◆ Problem statement ◆
Please take the lines from the one holding "In this picture, where can the man's" through the one holding "In this picture, where can the wooden floor" in the data below and copy them exactly.

[Referring expression data]
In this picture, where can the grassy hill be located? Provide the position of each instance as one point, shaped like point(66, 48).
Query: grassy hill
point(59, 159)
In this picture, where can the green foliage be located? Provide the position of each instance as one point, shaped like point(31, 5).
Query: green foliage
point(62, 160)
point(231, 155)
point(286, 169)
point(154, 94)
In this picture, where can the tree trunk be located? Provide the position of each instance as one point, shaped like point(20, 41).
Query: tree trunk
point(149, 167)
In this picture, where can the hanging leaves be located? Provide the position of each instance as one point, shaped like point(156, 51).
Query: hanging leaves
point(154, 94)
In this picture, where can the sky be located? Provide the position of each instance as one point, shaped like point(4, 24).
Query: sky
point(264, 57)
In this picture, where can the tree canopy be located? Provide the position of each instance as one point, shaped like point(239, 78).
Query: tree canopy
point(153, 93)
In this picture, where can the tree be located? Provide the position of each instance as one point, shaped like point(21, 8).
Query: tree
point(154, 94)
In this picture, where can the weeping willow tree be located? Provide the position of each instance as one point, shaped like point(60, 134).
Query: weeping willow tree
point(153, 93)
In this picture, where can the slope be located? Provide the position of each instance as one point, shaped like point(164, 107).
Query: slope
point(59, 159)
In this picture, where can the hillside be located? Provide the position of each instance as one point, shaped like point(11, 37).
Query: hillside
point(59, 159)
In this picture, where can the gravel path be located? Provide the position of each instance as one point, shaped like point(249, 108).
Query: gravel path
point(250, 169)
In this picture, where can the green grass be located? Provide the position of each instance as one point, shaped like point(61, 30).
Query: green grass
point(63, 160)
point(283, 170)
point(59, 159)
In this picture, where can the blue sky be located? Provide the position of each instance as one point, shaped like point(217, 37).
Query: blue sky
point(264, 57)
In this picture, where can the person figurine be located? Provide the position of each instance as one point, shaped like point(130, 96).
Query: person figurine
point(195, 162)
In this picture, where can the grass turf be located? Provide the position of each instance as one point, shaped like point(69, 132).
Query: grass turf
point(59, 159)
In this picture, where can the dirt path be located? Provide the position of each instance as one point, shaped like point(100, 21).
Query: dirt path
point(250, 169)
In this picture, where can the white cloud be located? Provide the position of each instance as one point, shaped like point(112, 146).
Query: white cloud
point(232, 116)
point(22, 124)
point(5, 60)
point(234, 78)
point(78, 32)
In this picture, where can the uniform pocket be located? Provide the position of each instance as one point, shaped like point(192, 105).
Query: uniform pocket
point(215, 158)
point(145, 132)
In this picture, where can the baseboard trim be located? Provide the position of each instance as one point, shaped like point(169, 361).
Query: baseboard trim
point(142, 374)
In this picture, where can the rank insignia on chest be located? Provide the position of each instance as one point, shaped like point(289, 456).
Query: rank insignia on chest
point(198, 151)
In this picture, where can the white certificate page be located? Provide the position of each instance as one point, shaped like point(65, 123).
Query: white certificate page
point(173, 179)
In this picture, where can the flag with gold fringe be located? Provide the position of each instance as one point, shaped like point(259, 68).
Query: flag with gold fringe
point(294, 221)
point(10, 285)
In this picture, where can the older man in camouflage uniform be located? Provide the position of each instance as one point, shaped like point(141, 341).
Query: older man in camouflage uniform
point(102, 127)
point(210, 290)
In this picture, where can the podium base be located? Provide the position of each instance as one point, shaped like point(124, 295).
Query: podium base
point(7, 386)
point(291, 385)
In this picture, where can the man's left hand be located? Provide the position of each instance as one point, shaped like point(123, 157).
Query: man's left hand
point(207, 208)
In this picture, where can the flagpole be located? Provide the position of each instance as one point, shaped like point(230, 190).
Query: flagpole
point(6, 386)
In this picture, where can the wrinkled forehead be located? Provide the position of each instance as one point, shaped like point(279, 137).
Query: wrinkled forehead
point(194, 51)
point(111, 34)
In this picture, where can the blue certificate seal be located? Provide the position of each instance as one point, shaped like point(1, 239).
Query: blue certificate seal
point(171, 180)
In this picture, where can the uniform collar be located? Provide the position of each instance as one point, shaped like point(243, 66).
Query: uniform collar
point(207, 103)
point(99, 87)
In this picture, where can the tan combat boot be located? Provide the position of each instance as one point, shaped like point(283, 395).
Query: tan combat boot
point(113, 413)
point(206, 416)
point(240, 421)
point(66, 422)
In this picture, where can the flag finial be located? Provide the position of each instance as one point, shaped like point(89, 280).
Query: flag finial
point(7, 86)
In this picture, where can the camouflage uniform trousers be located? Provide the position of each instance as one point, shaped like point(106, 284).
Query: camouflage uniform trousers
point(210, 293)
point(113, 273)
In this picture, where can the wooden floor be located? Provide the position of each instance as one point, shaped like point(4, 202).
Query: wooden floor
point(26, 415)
...
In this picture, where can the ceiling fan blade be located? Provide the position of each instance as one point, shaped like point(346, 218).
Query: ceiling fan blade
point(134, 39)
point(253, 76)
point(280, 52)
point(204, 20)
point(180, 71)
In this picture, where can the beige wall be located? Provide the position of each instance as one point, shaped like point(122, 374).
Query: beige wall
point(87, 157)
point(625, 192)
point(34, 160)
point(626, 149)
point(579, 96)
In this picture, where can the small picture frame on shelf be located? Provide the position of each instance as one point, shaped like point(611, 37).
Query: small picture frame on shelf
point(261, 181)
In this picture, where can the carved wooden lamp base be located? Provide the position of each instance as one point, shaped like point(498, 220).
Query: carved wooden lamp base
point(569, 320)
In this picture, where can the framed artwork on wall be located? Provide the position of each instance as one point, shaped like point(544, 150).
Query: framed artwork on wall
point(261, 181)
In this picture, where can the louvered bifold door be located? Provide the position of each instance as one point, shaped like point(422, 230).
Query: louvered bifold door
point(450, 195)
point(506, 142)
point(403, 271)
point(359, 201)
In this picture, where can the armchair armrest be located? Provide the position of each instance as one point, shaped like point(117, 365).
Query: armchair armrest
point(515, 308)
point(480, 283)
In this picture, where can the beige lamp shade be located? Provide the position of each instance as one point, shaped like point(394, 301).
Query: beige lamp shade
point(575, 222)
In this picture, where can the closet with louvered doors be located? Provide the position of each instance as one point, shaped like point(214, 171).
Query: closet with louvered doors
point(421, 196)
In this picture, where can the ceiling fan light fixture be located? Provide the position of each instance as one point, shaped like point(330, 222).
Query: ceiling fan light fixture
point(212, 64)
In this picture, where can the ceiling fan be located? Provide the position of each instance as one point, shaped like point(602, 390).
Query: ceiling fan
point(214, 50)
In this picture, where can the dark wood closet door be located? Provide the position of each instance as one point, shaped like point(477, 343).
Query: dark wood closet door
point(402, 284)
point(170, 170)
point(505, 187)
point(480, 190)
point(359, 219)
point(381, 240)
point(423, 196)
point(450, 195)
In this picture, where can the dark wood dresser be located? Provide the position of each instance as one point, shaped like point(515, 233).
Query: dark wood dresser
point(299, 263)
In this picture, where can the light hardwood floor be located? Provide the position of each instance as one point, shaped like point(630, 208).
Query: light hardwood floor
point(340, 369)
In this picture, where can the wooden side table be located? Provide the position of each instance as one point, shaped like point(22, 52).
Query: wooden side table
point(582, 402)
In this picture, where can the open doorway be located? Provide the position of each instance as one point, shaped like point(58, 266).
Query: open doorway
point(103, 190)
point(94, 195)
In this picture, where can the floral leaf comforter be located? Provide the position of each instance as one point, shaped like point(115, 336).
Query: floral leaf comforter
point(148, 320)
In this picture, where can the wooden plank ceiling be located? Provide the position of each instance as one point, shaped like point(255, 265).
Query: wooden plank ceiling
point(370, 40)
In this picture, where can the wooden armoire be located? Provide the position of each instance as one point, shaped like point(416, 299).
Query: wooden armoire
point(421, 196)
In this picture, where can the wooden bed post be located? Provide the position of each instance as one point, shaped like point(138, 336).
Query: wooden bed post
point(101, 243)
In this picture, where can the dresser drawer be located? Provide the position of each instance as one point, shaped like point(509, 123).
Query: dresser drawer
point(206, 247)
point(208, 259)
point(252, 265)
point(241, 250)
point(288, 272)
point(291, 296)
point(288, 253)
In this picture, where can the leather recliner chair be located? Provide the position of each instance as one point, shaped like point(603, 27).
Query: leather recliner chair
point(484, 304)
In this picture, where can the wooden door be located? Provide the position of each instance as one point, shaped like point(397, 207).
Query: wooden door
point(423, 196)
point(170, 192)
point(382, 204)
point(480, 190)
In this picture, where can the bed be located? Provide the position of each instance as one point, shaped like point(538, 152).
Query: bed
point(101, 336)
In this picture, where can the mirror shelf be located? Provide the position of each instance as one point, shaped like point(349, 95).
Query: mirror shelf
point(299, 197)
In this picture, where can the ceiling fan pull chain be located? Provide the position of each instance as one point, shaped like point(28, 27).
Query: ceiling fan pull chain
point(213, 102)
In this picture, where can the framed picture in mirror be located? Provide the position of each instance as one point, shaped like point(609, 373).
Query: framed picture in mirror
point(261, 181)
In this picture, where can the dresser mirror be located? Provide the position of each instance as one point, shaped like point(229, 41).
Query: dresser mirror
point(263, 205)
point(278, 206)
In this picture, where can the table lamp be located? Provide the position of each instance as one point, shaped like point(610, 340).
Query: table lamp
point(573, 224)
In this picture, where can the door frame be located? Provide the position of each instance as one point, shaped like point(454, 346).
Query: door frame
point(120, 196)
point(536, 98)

◆ Task answer ◆
In this picture, where can the man's left hand be located? Provide the position of each instance as one point, shaped like point(123, 157).
Query: man's left hand
point(207, 208)
In this picture, where can the flagpole be located? Provide the position of each instance as one point, shaped like point(230, 190).
Query: flagpole
point(6, 386)
In this picture, where can the wrinkled forehead be located? Provide the position of each instance as one point, shaped like point(279, 137).
Query: wrinkled forehead
point(194, 51)
point(111, 34)
In this picture, where can the blue certificate seal be located? Provide the position of each instance as one point, shaped like point(1, 239).
Query: blue certificate seal
point(171, 180)
In this picture, where can the uniform collar be located? Provide the position of each instance as one point, shaped like point(243, 66).
Query: uniform collar
point(207, 103)
point(99, 87)
In this picture, where can the tan combat boot be located? Provide the position of each instance as one point, shaped like point(283, 395).
Query: tan combat boot
point(113, 413)
point(206, 416)
point(240, 421)
point(66, 422)
In this picture, where can the flag finial be located? Provide the position of each instance as one point, shaped like point(89, 280).
Query: flag finial
point(7, 86)
In this picture, where can the camouflage uniform trousers be located? Provide the position of each instance as one point, shaped like point(106, 284).
Query: camouflage uniform trousers
point(210, 293)
point(113, 273)
In this picture, where can the wooden floor be located? Provide the position of each instance as one point, shaped like point(4, 202).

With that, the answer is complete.